▸ **Provided passage**
· · · ·
Ups, no upload feature (yet) - That would make it much more usable.

(^)
[https://en.wikipedia.org/wiki/GEDCOM](https://en.wikipedia.org/wiki/GEDCOM)

------
neRok
Good effort. I tried making something similar years ago, and it was hard (the
visual side, not the data side).

I don't know what your goals are with this though. I don't want to be the
bearer of bad news, but to 'genealogy enthusiasts', ie the people regularly
spending money in this domain, your website is no more than a toy. In fact,
I'm pretty sure that Ancestry.com offers this same tree building functionality
for free (when you pay for a subscription with them, it is for the research
capability, not the data entry capability).

------
fiatjaf
I've searched my entire life for a way to write simple family trees with
custom data, fast, with or without a lot of information.
· · · ·
▸ **Data extract**
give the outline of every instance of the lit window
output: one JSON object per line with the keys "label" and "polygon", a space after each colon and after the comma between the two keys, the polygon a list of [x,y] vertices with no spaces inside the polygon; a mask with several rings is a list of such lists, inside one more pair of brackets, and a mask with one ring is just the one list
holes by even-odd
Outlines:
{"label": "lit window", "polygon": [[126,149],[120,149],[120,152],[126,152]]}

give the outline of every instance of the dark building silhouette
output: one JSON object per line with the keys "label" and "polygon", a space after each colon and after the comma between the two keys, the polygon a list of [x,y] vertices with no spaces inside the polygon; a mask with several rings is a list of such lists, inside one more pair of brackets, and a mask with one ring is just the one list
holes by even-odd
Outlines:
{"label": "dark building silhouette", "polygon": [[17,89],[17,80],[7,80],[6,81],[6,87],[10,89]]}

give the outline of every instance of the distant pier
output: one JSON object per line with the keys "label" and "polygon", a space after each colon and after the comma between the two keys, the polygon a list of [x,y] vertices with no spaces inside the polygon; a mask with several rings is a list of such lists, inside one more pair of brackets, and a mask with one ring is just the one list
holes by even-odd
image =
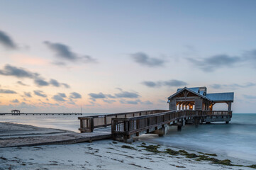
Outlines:
{"label": "distant pier", "polygon": [[83,115],[83,113],[0,113],[0,115]]}

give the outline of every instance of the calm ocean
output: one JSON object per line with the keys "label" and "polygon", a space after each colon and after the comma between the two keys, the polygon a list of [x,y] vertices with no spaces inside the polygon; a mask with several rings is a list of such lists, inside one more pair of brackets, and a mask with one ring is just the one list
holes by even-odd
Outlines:
{"label": "calm ocean", "polygon": [[[84,114],[89,115],[95,114]],[[81,115],[79,115],[81,116]],[[11,122],[79,132],[78,115],[0,115],[0,122]],[[144,141],[223,153],[228,156],[256,162],[256,114],[233,114],[228,125],[213,123],[186,125],[181,132],[173,127],[165,137],[146,135],[140,137]]]}

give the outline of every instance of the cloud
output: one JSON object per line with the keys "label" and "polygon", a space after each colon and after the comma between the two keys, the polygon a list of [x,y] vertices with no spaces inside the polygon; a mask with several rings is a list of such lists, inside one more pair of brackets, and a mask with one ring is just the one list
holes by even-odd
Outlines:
· · · ·
▸ **Stated exercise A**
Please write out, word for word, the part of the records that opens with the line containing "give the outline of every instance of the calm" and runs through the end of the records, including that first line.
▸ **Stated exercise B**
Extend the forum thread about the family tree website, picking up right after its last sentence.
The forum thread about the family tree website and the records are unrelated material.

▸ **Answer A**
give the outline of every instance of the calm ocean
output: one JSON object per line with the keys "label" and "polygon", a space after each colon and after the comma between the two keys, the polygon a list of [x,y] vertices with no spaces inside the polygon; a mask with several rings is a list of such lists, inside one more pair of brackets, and a mask with one ring is just the one list
holes by even-odd
Outlines:
{"label": "calm ocean", "polygon": [[[84,114],[89,115],[95,114]],[[81,115],[79,115],[81,116]],[[11,122],[79,132],[78,115],[0,115],[0,122]],[[144,141],[223,153],[228,156],[256,162],[256,114],[233,114],[228,125],[213,123],[186,125],[181,132],[173,127],[165,137],[146,135],[140,137]]]}

give the outline of every instance of the cloud
output: one JSON object per line with the keys "label" and "polygon", a space after each colon and after the comma between the two keys, the polygon a list of [x,y] vertices with no spaces inside the polygon; a mask with several rings is a list of such lists, inside one more pair of brackets, and a mask with one ring is just the one list
holes by even-odd
Outlines:

▸ **Answer B**
Then I've come up with this:
[https://github.com/fiatjaf/rel](https://github.com/fiatjaf/rel), which is a
simple way to create triples, then render dot graphs, or any template
actually, with them. The database is actually a bunch of YAML files
representing each node in the graph (the relationships are stored in the
nodes' files also).

------
Xeoncross
$4.99 a month seems a bit steep for what looks like a very basic UI with no
features like multi-user editing or photos or anything other than a node-link
builder.

It's still a nice UI for the primary task.

------
mathgeek
I'll admit that I spent a little too much time on this trying to create the
most interconnected tree I could imagine, just to see how many "my descendent
is also my ancestor" connections are possible. The flexibility of this is
pretty impressive.

------
ludicast
Beautiful job.

There might be some people posting "why didn't you just..." but I used this to
show my kids their family tree and they really liked it.

Freeloaded though, so you need a way to compell people to pay (say extra large
posters of the tree).

------
losteverything
Post to r/genealogy as there are requests from time to time for tree makers.

Fyi. The church of latter day saints (Mormons) have familysearch.org which has
circles to show generations. The church has for decades housed and built the
largest library for finding relatives. I believe this is because once you
enter the church you can "save" all your deceased relatives going back as far
as you can.

The tree is really not important to genealogy nuts....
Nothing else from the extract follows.